→ PASSAGE TO READ:
..........
|Tipiracil||Thymidine phosphorylase inhibitor|
|By mouth (tablets)|
Trifluridine/tipiracil (trade name Lonsurf) is a combination drug for the treatment of metastatic colorectal cancer. It is a combination of two active pharmaceutical ingredients: trifluridine, a nucleoside analog, and tipiracil, a thymidine phosphorylase inhibitor. Tipiracil prevents rapid metabolism of trifluridine, increasing the bioavailability of trifluridine.
In the clinical study in 800 patients on which the approval was based, trifluridine/tipiracil plus best supportive care significantly, but modestly reduced tumour progression and deaths as compared to placebo plus best supportive care (88.4% versus 94.4% over the course of the study; progression-free survival was 2.0 versus 1.7 months). Overall survival was also improved (7.1 versus 5.3 months).
Only in vitro interaction studies are available. In these, trifluridine used the concentrative nucleoside transporter 1 (CNT1) and equilibrative nucleoside transporters 1 (ENT1) and 2 (ENT2), and tipiracil was transported by the solute carrier proteins SLC22A2 and SLC47A1. Drugs that interact with these transporters could influence blood plasma concentrations of trifluridine and tipiracil. Trifluridine, being a thymidine phosphorylase inhibitor, could also interact with substrates of this enzyme such as zidovudine.
..........
→ EXTRACTED INFORMATION:
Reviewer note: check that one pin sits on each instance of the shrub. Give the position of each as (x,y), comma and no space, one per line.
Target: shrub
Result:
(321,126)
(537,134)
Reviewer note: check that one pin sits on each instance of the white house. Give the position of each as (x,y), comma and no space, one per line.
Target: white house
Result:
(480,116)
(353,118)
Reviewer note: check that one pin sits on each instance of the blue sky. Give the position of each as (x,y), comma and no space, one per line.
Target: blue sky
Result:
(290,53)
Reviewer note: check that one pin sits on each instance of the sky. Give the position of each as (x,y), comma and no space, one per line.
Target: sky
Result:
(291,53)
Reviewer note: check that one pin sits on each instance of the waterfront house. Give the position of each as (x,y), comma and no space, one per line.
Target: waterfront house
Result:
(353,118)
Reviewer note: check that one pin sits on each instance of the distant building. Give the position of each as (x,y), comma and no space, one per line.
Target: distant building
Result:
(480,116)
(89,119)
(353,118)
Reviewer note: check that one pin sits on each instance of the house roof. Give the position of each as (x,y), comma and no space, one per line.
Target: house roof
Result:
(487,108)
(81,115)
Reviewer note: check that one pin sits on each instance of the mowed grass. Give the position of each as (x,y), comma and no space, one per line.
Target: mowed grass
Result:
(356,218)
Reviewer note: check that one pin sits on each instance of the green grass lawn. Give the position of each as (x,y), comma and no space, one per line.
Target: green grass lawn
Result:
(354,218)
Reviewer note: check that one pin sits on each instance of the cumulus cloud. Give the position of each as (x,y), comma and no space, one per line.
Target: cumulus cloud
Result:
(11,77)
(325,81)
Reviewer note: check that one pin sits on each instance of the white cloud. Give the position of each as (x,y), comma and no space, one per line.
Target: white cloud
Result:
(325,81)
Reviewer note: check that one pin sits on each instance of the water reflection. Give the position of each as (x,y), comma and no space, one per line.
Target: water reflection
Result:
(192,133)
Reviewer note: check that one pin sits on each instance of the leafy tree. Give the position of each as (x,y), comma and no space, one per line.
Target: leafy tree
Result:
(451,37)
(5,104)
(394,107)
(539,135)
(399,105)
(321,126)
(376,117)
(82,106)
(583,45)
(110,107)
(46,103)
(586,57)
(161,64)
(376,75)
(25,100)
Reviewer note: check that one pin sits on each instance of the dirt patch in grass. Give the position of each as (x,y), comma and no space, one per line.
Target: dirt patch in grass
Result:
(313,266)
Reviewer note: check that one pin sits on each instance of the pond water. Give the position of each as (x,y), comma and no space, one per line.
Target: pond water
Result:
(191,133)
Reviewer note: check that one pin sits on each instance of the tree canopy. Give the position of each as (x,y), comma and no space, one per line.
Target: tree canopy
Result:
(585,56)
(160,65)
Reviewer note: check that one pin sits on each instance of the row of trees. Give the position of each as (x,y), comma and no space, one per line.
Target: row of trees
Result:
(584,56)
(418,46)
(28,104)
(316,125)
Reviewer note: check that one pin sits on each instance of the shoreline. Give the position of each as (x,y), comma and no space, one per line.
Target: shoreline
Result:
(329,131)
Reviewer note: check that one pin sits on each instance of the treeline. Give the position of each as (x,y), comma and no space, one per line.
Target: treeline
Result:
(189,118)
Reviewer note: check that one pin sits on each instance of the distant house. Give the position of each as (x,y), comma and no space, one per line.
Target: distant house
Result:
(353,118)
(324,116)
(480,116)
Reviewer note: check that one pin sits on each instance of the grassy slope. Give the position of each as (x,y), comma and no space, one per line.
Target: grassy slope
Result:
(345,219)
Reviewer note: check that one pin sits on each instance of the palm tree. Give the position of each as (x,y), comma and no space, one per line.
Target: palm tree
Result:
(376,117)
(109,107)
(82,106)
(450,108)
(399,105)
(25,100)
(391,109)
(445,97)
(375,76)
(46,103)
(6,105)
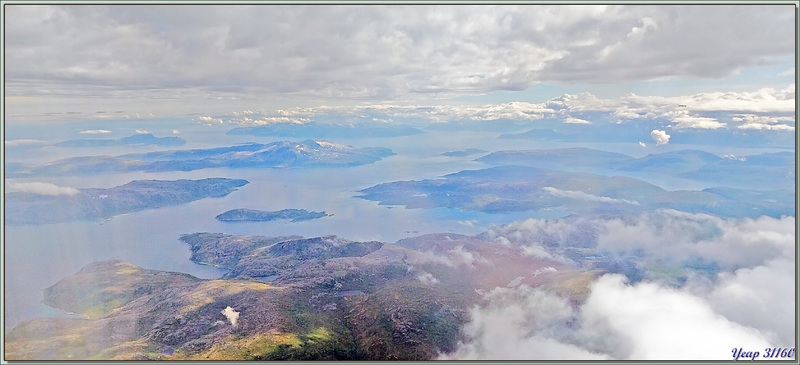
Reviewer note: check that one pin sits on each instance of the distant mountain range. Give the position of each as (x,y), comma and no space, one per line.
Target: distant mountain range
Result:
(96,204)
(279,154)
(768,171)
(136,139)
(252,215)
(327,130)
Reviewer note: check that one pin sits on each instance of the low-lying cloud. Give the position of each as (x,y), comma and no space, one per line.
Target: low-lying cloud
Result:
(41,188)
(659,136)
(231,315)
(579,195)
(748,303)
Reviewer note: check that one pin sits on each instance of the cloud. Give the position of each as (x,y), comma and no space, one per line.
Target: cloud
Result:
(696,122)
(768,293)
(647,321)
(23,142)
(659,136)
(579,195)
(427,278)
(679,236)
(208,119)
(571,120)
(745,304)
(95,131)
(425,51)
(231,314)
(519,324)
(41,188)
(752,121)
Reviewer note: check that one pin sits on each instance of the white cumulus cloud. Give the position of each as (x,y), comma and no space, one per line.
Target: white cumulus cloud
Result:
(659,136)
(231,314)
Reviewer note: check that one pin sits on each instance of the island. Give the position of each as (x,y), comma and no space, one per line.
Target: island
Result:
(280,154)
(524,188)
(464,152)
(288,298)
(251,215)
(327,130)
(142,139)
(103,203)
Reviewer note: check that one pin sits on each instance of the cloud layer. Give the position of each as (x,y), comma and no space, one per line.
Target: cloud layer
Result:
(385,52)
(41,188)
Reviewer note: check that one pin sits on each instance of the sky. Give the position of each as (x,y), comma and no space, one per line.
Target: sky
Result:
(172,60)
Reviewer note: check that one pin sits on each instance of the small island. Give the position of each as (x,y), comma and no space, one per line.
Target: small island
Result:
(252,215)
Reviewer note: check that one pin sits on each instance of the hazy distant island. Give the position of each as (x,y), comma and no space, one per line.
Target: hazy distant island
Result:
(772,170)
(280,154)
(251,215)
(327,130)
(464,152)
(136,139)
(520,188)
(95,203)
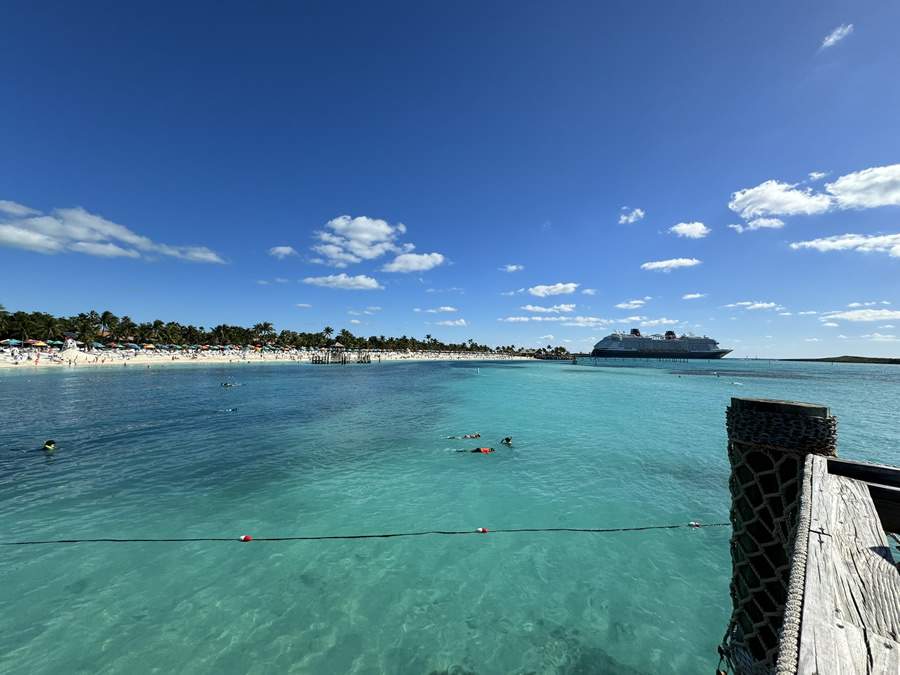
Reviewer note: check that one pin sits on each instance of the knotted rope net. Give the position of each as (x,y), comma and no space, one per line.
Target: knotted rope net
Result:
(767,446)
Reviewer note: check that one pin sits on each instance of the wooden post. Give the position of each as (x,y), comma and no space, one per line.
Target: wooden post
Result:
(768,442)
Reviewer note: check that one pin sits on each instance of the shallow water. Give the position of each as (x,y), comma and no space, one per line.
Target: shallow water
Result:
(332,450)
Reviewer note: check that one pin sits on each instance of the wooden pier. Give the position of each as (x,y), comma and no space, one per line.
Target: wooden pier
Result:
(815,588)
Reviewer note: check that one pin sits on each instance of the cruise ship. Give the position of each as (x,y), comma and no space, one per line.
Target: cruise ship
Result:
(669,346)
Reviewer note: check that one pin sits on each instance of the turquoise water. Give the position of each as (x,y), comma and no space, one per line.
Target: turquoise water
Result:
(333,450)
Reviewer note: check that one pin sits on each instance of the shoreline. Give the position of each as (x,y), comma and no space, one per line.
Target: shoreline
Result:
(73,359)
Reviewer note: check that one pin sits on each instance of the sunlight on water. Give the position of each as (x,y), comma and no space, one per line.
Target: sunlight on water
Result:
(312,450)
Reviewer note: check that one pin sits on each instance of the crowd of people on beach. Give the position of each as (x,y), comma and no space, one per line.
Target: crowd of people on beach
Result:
..........
→ DIRECTIONS:
**1)** According to the trifluridine/tipiracil text, what was the overall survival with the combination drug compared with placebo in the clinical study?
**2)** Extract everything from "Only in vitro" down to "such as zidovudine." in the trifluridine/tipiracil text.

→ LIST OF SOLUTIONS:
**1)** 7.1 months versus 5.3 months

**2)**
Only in vitro interaction studies are available. In these, trifluridine used the concentrative nucleoside transporter 1 (CNT1) and equilibrative nucleoside transporters 1 (ENT1) and 2 (ENT2), and tipiracil was transported by the solute carrier proteins SLC22A2 and SLC47A1. Drugs that interact with these transporters could influence blood plasma concentrations of trifluridine and tipiracil. Trifluridine, being a thymidine phosphorylase inhibitor, could also interact with substrates of this enzyme such as zidovudine.